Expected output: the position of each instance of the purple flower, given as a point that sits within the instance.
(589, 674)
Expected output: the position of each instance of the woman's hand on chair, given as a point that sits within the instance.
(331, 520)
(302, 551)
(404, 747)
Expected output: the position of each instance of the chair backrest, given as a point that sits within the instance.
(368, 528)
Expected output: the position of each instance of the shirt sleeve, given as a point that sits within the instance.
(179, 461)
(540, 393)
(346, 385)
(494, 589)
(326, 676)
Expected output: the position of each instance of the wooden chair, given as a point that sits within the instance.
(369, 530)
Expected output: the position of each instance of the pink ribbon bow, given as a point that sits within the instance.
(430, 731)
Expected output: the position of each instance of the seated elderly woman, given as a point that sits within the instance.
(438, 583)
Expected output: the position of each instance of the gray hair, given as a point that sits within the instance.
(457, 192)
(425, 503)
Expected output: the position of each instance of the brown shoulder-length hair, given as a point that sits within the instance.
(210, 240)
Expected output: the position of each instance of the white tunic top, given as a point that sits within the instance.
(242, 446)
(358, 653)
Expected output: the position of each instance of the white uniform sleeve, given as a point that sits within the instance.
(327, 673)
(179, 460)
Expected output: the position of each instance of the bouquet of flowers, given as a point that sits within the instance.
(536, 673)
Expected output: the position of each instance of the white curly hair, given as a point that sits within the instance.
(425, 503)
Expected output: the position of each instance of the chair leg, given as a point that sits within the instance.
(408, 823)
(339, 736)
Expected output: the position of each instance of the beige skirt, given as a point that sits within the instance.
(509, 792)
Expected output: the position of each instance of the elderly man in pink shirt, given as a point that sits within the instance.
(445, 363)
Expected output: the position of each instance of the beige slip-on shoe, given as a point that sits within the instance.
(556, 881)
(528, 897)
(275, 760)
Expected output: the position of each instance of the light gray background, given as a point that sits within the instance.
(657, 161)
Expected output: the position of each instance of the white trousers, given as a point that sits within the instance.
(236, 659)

========

● **What you will do**: Rewrite every one of the rows above as a numbered list, leaving out any blank lines.

● **Solution to the problem**:
1. Expected output: the position of each instance of the purple flower, given as a point that sits within the instance.
2. (589, 674)
3. Expected output: the position of each instance of the woman's hand on chair, given as a point that sits within the instance.
4. (331, 520)
5. (302, 551)
6. (404, 747)
7. Expected output: the position of each instance of the chair backrest, given as a point that sits within the instance.
8. (368, 528)
9. Expected output: the position of each instance of the shirt sleeve, given as a point that sits within the instance.
10. (179, 461)
11. (540, 393)
12. (346, 385)
13. (494, 589)
14. (326, 676)
15. Expected output: the position of each instance of the wooden chair, given as a point that sits within the instance.
16. (369, 530)
17. Expected output: the position of each instance of the pink ribbon bow, given as a point that sits within the instance.
18. (430, 731)
19. Expected output: the position of each instance of the seated elderly woman, given as a point that sits within the instance.
20. (438, 583)
21. Expected output: the position of each instance of the gray hair, given as a point that sits within the instance.
22. (457, 192)
23. (425, 503)
24. Expected output: the position of each instance of the brown shoulder-length hair, given as a point that sits within the instance.
25. (210, 240)
26. Expected output: the position of each instance of the white tunic top, given as a point that sits within the instance.
27. (242, 446)
28. (358, 653)
29. Expected output: the position of each instance of the white uniform sleeve, given as a point that sits within the instance.
30. (327, 673)
31. (179, 460)
32. Expected output: the position of each instance of the bouquet of flowers, given as a point that sits within the instance.
33. (536, 673)
34. Expected output: the position of each instance of the white curly hair, given as a point that sits within the instance.
35. (425, 503)
36. Expected output: the position of each instance of the chair leg, given as a point that sits within the instance.
37. (408, 823)
38. (339, 736)
39. Expected output: the position of each instance of the beige skirt, given as a point that sits within the instance.
40. (509, 792)
41. Expected output: the position of each instance of the elderly man in pink shirt, given as a point that sits within the instance.
42. (445, 363)
43. Expected output: the position of each instance of the beige slip-on shoe, given as a point that sits within the instance.
44. (556, 881)
45. (528, 897)
46. (275, 760)
47. Expected output: the position of each instance of the light gray background, given as a point that sits within the instance.
48. (657, 161)
49. Expected output: the position of each instance of the white trousers, given as a point that sits within the instance.
50. (236, 659)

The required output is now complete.